Copy the lines of the material below word for word. Start at the line that has "handrail in the photo above." and go on through the last line of the material.

[Data listing]
----------

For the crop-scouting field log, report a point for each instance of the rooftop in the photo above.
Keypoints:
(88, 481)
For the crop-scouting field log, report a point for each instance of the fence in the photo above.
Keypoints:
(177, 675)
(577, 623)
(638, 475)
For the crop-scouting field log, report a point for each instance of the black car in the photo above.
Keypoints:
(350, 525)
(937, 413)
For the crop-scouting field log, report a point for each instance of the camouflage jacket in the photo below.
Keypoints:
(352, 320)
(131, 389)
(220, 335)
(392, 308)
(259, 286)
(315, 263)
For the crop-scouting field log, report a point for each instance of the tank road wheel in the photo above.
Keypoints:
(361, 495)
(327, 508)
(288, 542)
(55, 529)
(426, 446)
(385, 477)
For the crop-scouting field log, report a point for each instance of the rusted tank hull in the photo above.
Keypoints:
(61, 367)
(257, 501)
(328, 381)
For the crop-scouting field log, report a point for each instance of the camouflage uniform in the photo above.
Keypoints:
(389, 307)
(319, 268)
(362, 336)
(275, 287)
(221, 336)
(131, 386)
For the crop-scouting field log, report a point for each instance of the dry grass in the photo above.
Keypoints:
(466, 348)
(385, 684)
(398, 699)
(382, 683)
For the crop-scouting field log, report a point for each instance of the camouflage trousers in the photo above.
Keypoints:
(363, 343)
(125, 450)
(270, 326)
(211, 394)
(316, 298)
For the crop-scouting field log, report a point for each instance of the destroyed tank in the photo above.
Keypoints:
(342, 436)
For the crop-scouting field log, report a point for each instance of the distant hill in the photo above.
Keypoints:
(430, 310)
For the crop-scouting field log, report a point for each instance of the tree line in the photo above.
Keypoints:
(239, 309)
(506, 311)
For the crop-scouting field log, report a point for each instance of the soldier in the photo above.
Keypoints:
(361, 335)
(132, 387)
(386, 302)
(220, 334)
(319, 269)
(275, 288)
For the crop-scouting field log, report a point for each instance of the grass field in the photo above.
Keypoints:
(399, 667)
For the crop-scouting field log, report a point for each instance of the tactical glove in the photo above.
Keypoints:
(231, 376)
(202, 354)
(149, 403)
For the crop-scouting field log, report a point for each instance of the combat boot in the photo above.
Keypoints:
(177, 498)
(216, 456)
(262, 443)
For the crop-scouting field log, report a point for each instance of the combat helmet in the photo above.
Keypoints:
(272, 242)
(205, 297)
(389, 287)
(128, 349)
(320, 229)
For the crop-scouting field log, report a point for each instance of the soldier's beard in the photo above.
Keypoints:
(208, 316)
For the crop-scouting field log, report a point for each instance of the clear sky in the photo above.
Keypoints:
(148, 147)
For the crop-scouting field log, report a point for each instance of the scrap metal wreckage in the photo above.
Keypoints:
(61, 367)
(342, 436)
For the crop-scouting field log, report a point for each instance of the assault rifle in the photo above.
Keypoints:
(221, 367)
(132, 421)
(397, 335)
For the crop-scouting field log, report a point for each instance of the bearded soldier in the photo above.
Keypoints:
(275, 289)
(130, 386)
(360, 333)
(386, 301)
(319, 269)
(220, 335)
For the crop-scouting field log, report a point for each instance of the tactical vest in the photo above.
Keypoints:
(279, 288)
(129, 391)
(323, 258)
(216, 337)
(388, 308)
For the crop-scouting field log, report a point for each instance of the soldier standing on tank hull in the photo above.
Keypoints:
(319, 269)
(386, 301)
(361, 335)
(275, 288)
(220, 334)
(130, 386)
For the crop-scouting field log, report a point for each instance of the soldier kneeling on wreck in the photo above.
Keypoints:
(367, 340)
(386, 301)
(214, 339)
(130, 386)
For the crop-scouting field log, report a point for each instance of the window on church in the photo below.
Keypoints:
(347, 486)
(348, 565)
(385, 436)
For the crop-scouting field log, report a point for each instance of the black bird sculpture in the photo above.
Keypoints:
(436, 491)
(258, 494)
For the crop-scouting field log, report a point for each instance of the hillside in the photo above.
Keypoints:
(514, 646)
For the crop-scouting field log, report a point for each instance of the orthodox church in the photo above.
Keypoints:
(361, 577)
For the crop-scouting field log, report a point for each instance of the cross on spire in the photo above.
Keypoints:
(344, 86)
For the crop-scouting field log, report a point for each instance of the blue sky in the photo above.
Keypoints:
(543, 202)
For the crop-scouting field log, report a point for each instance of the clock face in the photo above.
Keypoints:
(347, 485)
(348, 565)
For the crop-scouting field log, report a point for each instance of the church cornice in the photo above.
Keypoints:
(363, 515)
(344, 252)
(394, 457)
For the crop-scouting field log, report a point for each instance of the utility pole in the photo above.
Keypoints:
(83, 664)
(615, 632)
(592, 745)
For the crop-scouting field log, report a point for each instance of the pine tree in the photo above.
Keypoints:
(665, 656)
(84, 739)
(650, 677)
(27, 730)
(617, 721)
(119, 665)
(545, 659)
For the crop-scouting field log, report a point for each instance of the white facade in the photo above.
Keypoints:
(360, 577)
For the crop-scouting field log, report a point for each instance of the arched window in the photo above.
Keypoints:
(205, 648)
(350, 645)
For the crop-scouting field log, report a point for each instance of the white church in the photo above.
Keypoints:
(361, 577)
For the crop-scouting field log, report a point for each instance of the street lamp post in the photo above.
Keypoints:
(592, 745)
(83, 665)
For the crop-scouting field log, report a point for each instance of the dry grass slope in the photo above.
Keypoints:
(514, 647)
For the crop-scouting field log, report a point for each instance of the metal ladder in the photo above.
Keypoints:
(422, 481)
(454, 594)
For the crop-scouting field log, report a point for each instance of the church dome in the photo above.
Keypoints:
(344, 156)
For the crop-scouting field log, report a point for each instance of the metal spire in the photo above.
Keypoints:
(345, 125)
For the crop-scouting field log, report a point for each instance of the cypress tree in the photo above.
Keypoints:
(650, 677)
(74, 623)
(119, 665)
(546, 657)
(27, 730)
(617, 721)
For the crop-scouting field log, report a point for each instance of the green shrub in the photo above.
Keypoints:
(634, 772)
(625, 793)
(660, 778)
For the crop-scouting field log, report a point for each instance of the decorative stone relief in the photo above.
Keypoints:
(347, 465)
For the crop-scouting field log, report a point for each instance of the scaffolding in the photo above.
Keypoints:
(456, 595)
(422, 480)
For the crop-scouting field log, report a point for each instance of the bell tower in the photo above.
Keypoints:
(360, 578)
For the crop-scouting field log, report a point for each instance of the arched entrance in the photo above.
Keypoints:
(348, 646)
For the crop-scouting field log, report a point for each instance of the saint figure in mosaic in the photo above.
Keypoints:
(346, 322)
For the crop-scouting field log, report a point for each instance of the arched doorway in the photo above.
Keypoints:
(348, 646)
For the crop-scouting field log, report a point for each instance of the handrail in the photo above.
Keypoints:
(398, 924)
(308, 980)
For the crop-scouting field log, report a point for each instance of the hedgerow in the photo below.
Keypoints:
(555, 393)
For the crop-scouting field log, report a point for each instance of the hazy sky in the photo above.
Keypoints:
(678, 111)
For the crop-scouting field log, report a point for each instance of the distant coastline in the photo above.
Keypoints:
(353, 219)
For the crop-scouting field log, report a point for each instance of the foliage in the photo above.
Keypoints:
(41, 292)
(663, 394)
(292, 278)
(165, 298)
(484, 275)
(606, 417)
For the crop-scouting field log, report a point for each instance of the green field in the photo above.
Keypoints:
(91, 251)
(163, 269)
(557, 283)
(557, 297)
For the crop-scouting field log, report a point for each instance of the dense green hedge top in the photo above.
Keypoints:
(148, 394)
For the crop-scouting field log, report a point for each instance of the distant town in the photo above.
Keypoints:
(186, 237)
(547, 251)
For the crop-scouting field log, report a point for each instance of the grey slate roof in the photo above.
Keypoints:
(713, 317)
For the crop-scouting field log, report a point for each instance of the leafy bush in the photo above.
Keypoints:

----------

▶ [Answer to this exercise]
For the crop-scouting field log, report a point for each instance of the handrail in the photo above.
Keypoints:
(398, 924)
(308, 980)
For the crop-scouting field log, report a point for each instance of the hedgerow in the photo below.
Keypoints:
(555, 393)
For the crop-scouting field log, report a point for each instance of the hazy sky in the photo above.
Keypoints:
(678, 111)
For the crop-scouting field log, report a point for each instance of the distant coastline in the photo above.
Keypoints:
(353, 219)
For the crop-scouting field log, report a point for each instance of the foliage in the photo above.
Keypoints:
(41, 292)
(663, 394)
(292, 278)
(165, 298)
(484, 275)
(606, 417)
For the crop-scouting field log, report a point for each instance of the green field in the photo above.
Keypoints:
(91, 251)
(163, 269)
(557, 283)
(557, 297)
For the crop-scouting field log, report a point for each instance of the dense green hedge top in the photo above.
Keypoints:
(148, 394)
For the crop-scouting field log, report a point for each instance of the distant town in the photo above.
Keypoints:
(186, 237)
(547, 251)
For the crop-scouting field log, report a point for each instance of the grey slate roof in the photo above.
Keypoints:
(713, 317)
For the crop-scouting field log, report a point for each instance of the leafy bush in the photo above.
Keypoints:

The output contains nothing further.